## What is asked
Emit a verbatim copy of the lines running from the line with "Return the outline of every instance of the sled" through the end of the material below.
— Start Dataset entries —
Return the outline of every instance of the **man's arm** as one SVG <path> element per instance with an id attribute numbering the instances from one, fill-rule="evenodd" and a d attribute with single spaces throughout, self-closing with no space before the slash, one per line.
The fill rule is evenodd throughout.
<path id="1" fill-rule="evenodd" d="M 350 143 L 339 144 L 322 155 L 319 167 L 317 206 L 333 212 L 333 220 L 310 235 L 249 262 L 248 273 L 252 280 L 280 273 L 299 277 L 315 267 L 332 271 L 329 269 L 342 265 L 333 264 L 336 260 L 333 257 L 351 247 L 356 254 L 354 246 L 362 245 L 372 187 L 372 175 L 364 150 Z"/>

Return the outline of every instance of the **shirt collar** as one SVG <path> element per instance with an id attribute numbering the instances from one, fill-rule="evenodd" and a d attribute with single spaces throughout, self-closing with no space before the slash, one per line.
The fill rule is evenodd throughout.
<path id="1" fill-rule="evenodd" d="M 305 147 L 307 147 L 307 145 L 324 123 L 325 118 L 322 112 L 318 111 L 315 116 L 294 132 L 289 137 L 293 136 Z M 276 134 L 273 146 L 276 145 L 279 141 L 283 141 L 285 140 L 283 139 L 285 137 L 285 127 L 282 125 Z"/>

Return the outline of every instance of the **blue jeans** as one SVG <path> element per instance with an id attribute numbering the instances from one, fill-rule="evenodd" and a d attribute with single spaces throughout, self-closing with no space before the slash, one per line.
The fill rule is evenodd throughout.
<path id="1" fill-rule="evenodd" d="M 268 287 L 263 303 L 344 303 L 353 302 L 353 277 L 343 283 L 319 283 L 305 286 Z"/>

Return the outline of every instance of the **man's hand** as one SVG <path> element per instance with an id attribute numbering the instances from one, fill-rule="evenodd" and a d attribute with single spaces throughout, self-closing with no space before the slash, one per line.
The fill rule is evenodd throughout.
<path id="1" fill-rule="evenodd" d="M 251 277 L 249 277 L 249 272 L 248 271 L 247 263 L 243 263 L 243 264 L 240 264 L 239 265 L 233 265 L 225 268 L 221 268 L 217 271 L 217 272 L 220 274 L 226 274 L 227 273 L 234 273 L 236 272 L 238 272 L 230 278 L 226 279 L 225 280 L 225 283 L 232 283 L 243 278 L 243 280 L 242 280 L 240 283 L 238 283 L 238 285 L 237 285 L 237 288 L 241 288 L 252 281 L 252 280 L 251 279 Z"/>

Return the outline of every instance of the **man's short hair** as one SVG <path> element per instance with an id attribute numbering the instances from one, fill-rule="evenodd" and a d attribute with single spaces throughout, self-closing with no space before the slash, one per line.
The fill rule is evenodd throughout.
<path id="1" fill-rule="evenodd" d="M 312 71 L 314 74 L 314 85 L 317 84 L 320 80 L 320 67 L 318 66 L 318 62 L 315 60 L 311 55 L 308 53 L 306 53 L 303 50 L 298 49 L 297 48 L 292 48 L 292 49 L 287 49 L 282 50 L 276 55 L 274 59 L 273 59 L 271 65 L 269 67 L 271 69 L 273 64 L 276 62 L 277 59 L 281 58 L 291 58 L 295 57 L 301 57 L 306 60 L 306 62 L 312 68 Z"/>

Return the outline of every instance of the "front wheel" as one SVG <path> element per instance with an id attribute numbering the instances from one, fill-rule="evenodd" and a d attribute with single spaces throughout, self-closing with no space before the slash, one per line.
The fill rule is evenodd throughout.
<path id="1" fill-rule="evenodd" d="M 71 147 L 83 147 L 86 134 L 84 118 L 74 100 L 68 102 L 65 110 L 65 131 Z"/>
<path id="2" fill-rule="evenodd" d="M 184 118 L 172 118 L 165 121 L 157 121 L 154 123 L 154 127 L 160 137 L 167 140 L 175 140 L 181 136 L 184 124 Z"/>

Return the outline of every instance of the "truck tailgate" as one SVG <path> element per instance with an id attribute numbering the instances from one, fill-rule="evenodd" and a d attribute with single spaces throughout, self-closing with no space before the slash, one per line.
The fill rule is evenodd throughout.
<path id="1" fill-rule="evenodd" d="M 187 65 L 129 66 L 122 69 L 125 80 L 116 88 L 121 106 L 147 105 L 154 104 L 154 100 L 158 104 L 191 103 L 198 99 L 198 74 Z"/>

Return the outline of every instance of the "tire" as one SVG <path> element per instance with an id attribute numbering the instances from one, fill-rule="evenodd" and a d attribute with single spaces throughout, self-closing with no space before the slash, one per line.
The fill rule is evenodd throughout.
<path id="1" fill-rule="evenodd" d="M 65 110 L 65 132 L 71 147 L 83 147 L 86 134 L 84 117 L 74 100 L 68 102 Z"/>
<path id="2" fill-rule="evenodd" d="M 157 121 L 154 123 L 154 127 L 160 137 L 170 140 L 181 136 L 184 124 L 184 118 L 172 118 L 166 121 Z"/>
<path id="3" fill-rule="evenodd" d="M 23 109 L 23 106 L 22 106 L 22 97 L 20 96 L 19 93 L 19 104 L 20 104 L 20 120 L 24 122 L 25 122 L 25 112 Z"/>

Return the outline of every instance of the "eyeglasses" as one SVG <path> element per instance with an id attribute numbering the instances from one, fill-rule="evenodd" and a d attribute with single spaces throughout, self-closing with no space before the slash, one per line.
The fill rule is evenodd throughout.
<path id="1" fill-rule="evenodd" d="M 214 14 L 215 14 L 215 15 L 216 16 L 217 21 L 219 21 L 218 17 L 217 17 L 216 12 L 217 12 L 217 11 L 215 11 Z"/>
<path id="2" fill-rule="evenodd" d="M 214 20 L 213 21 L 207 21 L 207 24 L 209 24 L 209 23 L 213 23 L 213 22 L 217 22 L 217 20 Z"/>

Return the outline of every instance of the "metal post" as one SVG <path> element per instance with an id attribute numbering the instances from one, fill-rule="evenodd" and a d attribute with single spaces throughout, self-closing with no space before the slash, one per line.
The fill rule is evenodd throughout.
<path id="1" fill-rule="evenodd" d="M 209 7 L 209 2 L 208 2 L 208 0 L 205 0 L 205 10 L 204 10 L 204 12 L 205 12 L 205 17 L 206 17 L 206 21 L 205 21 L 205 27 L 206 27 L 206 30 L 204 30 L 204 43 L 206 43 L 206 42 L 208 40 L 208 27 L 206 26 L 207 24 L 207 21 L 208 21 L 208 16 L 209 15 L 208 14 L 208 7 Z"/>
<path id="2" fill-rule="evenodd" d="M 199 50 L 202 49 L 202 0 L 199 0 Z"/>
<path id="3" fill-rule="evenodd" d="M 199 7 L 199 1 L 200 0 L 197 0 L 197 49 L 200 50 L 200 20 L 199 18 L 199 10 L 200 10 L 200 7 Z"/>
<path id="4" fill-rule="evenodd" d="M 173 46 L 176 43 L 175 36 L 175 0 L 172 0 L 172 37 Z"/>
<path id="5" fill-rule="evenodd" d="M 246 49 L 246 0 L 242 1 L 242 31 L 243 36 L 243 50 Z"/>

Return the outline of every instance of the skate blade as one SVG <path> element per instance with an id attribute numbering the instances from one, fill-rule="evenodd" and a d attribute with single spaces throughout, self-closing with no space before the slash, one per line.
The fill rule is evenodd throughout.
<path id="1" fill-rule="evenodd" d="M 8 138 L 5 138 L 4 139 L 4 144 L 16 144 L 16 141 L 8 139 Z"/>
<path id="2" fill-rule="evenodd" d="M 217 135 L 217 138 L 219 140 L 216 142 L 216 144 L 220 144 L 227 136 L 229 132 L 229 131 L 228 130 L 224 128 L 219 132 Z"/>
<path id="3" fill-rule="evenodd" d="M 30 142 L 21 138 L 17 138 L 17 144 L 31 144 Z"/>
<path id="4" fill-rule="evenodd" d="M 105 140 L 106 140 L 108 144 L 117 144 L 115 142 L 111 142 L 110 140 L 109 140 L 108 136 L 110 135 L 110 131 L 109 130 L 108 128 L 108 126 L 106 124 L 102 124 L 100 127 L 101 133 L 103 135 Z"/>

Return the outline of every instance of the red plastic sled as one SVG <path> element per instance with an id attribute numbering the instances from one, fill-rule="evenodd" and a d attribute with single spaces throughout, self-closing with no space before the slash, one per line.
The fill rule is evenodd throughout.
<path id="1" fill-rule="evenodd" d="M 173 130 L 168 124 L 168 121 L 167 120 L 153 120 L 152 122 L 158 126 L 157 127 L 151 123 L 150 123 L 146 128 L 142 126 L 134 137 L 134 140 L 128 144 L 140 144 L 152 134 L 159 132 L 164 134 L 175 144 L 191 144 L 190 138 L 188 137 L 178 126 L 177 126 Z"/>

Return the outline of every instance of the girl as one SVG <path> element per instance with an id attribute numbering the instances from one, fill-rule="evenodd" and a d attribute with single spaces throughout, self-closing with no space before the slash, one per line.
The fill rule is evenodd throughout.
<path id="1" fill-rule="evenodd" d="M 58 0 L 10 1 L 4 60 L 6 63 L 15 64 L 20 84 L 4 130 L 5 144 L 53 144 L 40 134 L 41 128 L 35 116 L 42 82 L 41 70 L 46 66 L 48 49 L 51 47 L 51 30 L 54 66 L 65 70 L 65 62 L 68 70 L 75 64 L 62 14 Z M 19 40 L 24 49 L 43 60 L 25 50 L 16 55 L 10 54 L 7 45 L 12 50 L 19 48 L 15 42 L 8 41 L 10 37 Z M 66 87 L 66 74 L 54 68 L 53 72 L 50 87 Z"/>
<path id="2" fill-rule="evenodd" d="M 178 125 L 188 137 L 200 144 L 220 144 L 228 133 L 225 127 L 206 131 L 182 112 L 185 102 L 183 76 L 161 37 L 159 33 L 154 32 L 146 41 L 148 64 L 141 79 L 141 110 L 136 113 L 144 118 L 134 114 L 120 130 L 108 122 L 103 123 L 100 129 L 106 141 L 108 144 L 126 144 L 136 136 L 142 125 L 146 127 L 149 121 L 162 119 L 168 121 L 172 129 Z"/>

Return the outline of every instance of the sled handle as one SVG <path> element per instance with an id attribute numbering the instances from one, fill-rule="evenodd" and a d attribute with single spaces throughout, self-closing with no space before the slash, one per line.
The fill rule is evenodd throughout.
— End Dataset entries —
## Result
Return the outline of every instance of the sled handle as one SVG <path> element per instance with an id attribute numbering the instances from one, fill-rule="evenodd" and a d attribute with single spaces throughout, self-closing with no space before the slash, one per line.
The fill rule is evenodd throughout.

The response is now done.